====== TASK DATA

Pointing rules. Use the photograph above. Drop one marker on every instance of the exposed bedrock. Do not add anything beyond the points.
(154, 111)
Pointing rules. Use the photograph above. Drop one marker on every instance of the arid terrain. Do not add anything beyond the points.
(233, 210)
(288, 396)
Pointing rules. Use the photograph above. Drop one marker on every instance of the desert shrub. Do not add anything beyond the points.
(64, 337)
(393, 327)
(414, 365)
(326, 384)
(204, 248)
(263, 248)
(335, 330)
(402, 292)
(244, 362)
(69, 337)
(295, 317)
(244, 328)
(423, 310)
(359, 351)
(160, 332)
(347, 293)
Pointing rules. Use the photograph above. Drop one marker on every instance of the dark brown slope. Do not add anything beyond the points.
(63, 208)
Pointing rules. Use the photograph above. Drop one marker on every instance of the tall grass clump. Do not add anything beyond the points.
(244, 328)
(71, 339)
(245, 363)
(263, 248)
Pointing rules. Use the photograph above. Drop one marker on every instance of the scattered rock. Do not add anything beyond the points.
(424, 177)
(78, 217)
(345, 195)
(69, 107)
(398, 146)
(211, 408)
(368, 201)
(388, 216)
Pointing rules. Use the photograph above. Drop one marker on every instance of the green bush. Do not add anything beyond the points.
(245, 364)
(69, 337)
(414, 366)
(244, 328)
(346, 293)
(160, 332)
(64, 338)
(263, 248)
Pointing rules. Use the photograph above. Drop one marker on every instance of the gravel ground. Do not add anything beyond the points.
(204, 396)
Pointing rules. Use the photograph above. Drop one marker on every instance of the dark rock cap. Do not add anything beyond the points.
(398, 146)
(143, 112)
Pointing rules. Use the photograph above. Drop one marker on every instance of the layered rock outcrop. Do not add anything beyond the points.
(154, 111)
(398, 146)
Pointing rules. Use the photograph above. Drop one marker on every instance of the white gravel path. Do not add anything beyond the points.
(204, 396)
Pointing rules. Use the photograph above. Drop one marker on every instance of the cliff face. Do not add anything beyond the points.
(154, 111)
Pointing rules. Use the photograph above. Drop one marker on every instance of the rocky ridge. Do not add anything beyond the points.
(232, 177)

============

### GIVEN INSTRUCTION
Above are some records; extract every one of them exactly.

### SOLUTION TO THE EXERCISE
Pointing rules. Use the photograph above. Drop one marker on every instance of the exposed bedrock. Do not add anything beyond the points.
(154, 111)
Pointing rules. Use the photograph above. Drop one marker on every instance of the arid terrain. Do not add anything beyond the points.
(233, 210)
(288, 396)
Pointing rules. Use the photograph above. Drop one marker on every instance of the desert shrub. Do not add anything beyond the points.
(64, 337)
(393, 327)
(414, 365)
(326, 384)
(204, 248)
(263, 248)
(335, 330)
(402, 292)
(244, 362)
(69, 337)
(295, 317)
(244, 328)
(423, 310)
(359, 351)
(160, 332)
(347, 293)
Pointing rules. Use the photograph above. Drop one marker on every instance of the dark brown slope. Do not add anything beyond the points.
(63, 208)
Pointing rules. Use the photograph above. Drop one marker on every instance of the tall grass clump. Do not add anything beyond the points.
(244, 328)
(71, 339)
(245, 363)
(263, 248)
Pointing rules. Use the photograph above. Drop one marker on every instance of the scattered rock. Do not add anything beyond the points.
(424, 177)
(78, 217)
(345, 195)
(69, 107)
(398, 146)
(211, 408)
(368, 201)
(388, 216)
Pointing rules. Use the photograph above. Drop one marker on every instance of the green bush. Do not add anything beyond the points.
(245, 364)
(69, 337)
(414, 366)
(244, 328)
(346, 293)
(160, 332)
(64, 338)
(263, 248)
Pointing rules. Use the photograph above. Drop one marker on every instance of the gravel ground. Do not add anything beyond the points.
(204, 396)
Pointing rules. Use the photograph above. Drop one marker on every instance of the dark rock cap. Do not add anything beyond the points.
(398, 146)
(143, 112)
Pointing rules. Use the photograph above. Drop one marker on every instance of the layered rock outcrop. Do not add anything beyond the points.
(154, 111)
(398, 146)
Pointing rules. Use the photograph above. Drop one marker on every instance of the white gravel path. Do not add anything beyond the points.
(204, 396)
Pointing rules. Use the photograph above. Drop one marker on every instance of the cliff face. Do not add anything beyond the points.
(154, 111)
Pointing rules. Use the photograph above. Drop one marker on every instance of the rocky ridge. Do not add anything beyond the points.
(232, 177)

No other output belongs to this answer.